EXTRACTED TEXT:
....
Self-responsibility when you’ve done wrong is one thing, but trying to take responsibility for everyone else’s feelings falls into people’s pleasing.
7) “It’s okay (when it’s not okay)”
I made a pact with myself several years ago to stop hiding my true feelings.
My first big test came when a guy stood me up for a date, only to slide into my DM’s several days later with a poor excuse.
The people pleaser in me wanted to be cool about it, and make out like it was “no big deal”.
But I knew that if I was to show myself the respect I deserved, I couldn’t do that.
You see we can still tell people how we feel without being angry, moody, or even overly emotional about it.
In this instance, rather than say “It’s okay” (when it really was not okay), I found the courage to tell the truth:
That my feelings were hurt and that I’d been disappointed.
We have to call people out when they cross our boundaries if we want to welcome healthy connections.
This is the only way to encourage open and honest communication.
8) “Alright, if you insist”
I admit I have jokingly muttered this on a few occasions.
For example, to imply someone is twisting my arm when they offer me another drink or that last slice of chocolate cake.
But if this phrase comes out of your mouth after someone has been applying pressure, it’s not good.
You are being talked into things you don’t want or may not even feel comfortable about. Yet you are finding it hard to stand up for yourself and clearly say “no” and mean it.
9) “It’s okay, I’ll manage”
When it comes to accepting help, people-pleasers can really trip themselves up.
They may automatically turn it down and protest that it’s okay, “I got this”. After all, they hate the thought that they may be an inconvenience to others.
Yet at the same time they often secretly want that support.
Deep down you may want someone to see that you’re struggling and swoop in to lend a hand.
This can lead to resentment building when that doesn’t happen. You might start to feel like others are taking advantage of you.
We sometimes hope that others will be mind readers, but we cannot and shouldn’t expect them to be.
10) “What should I do?”
When you fall into a pattern of people-pleasing it can end up impacting your ability to make an independent decision.
You have taught yourself to put everyone else’s thoughts and feelings first. So it’s understandable that in doing so you may lose touch with your own.
Dr. Susan Biali reflected on why she is so swayed by others, and came to some startling realizations:
“I was shocked by how little I have respected and valued my perspective. I constantly turn to others, as if they have magic answers. As if those answers couldn’t be found in me. Instead, I always hoped that some obviously wise person would firmly tell me what to do, so that I didn’t have to own the decision, myself.”
The phrases we’ve just seen are often used to avoid conflict, gain approval, or maintain a sense of control over situations.
And herein lies the real issue.
While people pleasers have good intentions, we have to take care of our own well-being as well as try to meet the needs of others.
....
DATASET CONTENT:
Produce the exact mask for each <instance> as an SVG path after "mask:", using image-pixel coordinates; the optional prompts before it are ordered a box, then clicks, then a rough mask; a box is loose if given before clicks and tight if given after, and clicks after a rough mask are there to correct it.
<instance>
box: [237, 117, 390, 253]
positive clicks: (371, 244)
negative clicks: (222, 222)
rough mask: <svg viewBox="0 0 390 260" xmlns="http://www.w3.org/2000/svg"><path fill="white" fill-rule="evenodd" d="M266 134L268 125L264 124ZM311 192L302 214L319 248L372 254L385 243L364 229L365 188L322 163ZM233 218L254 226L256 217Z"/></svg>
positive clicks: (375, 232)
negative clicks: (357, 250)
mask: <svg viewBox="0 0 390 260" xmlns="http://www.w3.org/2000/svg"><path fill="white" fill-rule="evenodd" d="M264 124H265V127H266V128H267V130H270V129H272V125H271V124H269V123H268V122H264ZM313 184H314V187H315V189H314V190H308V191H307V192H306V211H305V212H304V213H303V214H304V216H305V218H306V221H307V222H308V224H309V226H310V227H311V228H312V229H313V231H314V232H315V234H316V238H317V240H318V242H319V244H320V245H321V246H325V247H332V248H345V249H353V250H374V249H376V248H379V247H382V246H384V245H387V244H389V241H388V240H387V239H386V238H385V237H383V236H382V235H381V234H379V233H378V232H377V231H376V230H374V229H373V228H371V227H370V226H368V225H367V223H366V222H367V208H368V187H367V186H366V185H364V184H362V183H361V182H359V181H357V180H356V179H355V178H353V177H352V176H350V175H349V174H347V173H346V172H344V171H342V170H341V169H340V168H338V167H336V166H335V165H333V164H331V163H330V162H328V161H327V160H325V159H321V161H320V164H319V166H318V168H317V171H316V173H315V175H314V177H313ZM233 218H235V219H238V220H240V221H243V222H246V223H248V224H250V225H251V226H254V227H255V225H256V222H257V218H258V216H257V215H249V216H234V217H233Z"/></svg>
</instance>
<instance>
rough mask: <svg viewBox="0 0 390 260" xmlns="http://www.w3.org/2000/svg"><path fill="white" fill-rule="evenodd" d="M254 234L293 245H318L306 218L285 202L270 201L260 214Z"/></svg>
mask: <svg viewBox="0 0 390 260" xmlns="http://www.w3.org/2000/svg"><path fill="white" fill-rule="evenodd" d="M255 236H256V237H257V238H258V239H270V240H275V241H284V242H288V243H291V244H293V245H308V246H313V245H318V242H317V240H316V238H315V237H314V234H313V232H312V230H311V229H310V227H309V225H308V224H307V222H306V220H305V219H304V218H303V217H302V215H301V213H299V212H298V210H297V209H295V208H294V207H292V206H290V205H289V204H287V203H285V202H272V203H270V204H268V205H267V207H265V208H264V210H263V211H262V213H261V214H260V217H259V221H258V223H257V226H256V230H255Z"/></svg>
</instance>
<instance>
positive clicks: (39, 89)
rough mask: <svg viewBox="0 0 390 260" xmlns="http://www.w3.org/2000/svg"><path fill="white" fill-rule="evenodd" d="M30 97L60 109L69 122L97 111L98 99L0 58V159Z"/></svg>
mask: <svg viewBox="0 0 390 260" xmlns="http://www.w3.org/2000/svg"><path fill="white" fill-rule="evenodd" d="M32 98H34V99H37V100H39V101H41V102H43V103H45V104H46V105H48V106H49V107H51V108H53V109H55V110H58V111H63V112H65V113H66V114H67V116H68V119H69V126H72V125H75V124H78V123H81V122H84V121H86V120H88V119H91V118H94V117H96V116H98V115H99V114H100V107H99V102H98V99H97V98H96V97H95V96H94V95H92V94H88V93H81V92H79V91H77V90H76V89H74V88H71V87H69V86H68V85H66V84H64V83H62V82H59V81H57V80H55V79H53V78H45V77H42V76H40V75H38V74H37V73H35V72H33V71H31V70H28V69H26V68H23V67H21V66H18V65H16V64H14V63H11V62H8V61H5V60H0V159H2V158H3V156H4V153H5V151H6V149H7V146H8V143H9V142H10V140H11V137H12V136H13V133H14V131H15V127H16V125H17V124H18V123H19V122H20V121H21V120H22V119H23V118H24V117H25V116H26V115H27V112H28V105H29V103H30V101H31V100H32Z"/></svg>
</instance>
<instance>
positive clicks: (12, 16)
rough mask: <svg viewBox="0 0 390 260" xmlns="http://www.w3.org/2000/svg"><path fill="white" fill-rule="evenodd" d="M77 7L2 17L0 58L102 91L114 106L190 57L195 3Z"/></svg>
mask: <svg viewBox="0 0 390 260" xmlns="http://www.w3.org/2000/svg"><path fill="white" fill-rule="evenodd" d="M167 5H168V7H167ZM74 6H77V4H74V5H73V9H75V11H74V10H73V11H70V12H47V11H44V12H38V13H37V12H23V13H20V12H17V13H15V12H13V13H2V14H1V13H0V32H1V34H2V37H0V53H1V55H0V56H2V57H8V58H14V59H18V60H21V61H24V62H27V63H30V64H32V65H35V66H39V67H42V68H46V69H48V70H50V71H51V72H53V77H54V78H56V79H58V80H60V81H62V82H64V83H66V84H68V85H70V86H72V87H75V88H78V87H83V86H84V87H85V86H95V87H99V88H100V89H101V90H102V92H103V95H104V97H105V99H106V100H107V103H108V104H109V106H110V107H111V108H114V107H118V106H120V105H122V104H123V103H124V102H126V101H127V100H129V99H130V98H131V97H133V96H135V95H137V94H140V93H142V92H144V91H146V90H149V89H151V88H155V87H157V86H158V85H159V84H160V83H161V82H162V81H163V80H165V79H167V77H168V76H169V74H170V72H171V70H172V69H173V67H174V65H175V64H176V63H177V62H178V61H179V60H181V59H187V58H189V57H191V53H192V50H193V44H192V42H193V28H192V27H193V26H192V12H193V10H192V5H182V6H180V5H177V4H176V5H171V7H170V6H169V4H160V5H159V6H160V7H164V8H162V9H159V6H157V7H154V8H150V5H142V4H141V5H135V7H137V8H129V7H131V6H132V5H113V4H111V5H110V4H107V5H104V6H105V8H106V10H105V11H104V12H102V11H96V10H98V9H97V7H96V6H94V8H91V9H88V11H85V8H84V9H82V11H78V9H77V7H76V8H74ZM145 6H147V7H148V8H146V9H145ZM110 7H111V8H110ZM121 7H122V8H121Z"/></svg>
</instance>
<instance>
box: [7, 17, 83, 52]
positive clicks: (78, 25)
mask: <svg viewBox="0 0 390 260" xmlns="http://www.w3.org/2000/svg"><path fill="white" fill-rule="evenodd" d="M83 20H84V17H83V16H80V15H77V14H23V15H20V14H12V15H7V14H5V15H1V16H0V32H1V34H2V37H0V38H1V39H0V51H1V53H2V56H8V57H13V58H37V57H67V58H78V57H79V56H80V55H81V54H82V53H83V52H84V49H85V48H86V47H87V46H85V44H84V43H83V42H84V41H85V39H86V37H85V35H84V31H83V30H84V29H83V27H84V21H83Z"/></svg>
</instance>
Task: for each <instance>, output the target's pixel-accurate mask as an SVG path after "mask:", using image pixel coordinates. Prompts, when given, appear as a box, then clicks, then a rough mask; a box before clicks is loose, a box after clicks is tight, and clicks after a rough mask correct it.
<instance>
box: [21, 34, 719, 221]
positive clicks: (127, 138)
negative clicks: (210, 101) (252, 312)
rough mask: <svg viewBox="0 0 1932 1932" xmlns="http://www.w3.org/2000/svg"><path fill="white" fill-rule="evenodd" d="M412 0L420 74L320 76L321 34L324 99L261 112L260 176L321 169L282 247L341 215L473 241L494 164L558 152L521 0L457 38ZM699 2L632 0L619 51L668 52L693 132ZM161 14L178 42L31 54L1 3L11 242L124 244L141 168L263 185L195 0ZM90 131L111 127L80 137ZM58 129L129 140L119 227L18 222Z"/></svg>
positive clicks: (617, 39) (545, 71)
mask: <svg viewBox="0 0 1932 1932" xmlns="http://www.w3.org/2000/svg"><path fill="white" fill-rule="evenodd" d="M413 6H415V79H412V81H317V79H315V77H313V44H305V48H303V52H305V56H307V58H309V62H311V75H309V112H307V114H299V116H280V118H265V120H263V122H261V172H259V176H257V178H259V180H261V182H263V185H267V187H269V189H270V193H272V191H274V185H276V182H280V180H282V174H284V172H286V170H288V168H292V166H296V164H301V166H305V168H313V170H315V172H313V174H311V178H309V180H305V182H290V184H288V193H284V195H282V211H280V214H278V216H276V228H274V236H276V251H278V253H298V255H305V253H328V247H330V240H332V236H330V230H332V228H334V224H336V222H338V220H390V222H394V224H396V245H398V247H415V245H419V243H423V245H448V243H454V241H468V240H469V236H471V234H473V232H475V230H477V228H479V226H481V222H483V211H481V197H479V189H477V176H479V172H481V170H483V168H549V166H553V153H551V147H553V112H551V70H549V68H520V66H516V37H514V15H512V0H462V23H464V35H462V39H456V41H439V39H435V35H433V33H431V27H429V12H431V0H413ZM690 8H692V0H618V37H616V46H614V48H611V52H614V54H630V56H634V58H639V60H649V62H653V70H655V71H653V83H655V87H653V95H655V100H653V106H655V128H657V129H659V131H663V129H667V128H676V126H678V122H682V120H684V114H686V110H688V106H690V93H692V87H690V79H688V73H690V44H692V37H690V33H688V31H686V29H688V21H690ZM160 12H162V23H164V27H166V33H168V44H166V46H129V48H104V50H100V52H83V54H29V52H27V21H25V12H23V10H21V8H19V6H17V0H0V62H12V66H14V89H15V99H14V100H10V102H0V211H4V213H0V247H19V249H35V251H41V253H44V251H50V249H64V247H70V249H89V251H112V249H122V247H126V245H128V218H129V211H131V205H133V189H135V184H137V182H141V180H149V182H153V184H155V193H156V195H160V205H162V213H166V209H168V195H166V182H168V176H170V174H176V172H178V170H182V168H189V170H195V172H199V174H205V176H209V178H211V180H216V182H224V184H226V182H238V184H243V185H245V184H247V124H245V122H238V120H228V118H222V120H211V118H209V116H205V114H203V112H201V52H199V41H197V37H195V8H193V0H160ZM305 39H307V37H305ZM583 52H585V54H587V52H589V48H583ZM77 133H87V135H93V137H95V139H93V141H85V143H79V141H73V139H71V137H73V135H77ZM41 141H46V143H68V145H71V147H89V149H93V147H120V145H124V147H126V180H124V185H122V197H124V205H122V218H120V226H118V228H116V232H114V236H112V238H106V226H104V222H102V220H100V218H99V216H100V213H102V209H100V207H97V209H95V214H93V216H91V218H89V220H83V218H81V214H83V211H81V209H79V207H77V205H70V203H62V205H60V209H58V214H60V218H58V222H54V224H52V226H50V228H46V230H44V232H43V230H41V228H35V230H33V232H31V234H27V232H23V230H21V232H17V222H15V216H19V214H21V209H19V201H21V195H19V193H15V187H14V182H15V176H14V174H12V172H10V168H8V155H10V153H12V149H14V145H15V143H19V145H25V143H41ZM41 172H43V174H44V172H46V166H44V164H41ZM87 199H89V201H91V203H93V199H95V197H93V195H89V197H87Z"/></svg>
....
TASK LIST:
1. Copy the passage on people-pleasing phrases word for word, starting at "But I knew that" and ending at "it’s not good.".
2. In the passage on people-pleasing phrases, what truth did the writer find the courage to tell after being stood up for a date?

LIST OF ANSWERS:
1.
But I knew that if I was to show myself the respect I deserved, I couldn’t do that.
You see we can still tell people how we feel without being angry, moody, or even overly emotional about it.
In this instance, rather than say “It’s okay” (when it really was not okay), I found the courage to tell the truth:
That my feelings were hurt and that I’d been disappointed.
We have to call people out when they cross our boundaries if we want to welcome healthy connections.
This is the only way to encourage open and honest communication.
8) “Alright, if you insist”
I admit I have jokingly muttered this on a few occasions.
For example, to imply someone is twisting my arm when they offer me another drink or that last slice of chocolate cake.
But if this phrase comes out of your mouth after someone has been applying pressure, it’s not good.

2. That the writer's feelings were hurt and that the writer had been disappointed.